Goal of the exercise
Gather every line in the records below that contains the word "caravan" and copy each one in full.

* Start Material for this task *

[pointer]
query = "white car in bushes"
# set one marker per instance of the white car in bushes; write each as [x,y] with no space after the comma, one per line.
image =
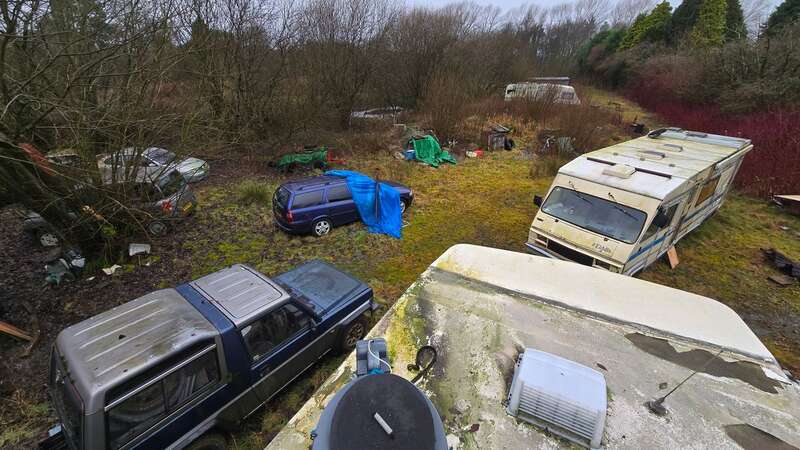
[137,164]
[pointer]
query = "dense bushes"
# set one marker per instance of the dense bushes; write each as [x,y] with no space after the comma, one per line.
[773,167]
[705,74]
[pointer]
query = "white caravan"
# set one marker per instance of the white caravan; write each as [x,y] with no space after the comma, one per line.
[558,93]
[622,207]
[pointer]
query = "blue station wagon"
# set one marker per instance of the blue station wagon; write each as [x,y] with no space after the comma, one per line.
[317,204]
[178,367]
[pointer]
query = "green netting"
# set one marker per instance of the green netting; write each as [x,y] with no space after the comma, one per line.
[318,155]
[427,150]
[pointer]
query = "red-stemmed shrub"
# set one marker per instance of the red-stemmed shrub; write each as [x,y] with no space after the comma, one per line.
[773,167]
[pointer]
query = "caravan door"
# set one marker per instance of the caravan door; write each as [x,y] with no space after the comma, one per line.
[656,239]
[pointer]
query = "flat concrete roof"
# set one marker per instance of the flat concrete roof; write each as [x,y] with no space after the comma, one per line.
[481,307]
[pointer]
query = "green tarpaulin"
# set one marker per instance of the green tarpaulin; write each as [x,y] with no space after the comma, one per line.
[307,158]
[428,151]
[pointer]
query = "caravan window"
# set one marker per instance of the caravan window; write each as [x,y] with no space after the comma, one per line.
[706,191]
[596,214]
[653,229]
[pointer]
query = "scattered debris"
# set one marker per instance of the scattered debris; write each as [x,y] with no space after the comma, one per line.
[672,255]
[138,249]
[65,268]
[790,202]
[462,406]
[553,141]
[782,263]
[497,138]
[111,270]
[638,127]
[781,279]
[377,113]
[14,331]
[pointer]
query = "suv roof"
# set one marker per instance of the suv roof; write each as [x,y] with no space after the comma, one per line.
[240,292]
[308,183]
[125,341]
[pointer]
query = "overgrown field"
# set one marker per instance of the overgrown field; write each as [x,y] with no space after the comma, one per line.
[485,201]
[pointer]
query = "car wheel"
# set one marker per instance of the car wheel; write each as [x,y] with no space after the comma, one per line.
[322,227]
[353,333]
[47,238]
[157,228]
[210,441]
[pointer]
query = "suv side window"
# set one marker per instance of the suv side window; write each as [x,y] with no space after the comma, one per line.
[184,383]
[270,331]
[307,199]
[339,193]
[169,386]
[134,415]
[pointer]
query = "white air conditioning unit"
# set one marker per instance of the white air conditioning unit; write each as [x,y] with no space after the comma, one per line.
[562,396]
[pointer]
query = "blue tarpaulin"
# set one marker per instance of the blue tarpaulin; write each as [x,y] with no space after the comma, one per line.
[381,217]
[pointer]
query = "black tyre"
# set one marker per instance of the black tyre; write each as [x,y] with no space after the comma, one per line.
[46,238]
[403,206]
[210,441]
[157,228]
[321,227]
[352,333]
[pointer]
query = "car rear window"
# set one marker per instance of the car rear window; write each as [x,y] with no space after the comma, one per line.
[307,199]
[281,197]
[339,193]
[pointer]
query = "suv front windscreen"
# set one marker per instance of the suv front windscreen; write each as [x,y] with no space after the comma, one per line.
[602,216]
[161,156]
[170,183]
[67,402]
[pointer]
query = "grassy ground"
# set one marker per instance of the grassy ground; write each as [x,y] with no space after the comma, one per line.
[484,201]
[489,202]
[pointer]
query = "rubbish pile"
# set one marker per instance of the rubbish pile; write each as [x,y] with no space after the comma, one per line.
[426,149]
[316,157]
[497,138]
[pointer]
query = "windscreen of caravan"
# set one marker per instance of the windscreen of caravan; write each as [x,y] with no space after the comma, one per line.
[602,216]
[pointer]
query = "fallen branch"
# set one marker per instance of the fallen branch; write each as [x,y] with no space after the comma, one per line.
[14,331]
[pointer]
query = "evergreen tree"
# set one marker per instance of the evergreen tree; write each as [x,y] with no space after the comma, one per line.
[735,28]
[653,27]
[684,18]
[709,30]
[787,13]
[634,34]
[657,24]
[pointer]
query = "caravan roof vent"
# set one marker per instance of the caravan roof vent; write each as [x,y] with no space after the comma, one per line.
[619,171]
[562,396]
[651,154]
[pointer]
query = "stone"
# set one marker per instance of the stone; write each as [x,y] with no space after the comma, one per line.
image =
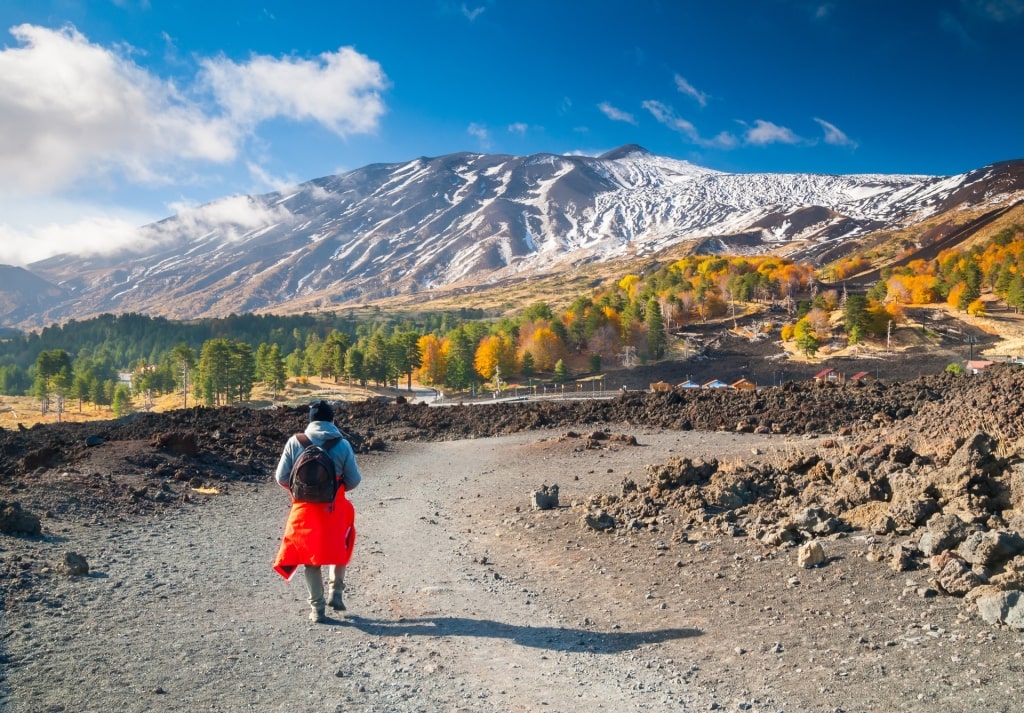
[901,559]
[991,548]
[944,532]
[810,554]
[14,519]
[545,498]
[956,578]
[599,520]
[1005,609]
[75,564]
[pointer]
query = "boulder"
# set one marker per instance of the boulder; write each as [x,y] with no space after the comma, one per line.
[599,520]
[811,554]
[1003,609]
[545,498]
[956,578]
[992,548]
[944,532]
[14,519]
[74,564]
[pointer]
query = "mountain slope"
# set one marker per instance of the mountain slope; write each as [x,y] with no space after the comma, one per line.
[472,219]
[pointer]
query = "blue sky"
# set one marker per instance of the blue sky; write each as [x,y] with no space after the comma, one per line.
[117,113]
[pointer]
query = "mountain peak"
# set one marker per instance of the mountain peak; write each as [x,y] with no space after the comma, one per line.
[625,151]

* End Material for this task *

Finished answer
query = "white caravan"
# set one marker per instance of the white caravan; write each as [x,y] with no space after the comma, one per line.
query = "caravan door"
# set one marker per instance of the caravan door; write each as [x,y] with no space after the comma, one per line.
query = "caravan window"
# set one marker per instance of the caravan window; write each as [x,y] with no space after the comma, one per line.
query = "windscreen of caravan"
# set one marker per instance of the windscreen of caravan; write each as [x,y] with no space after the comma, one per line.
query = "caravan roof vent"
# set one marker per instance of the caravan roof vent; write each as [x,y] with no space after the comma, one per line.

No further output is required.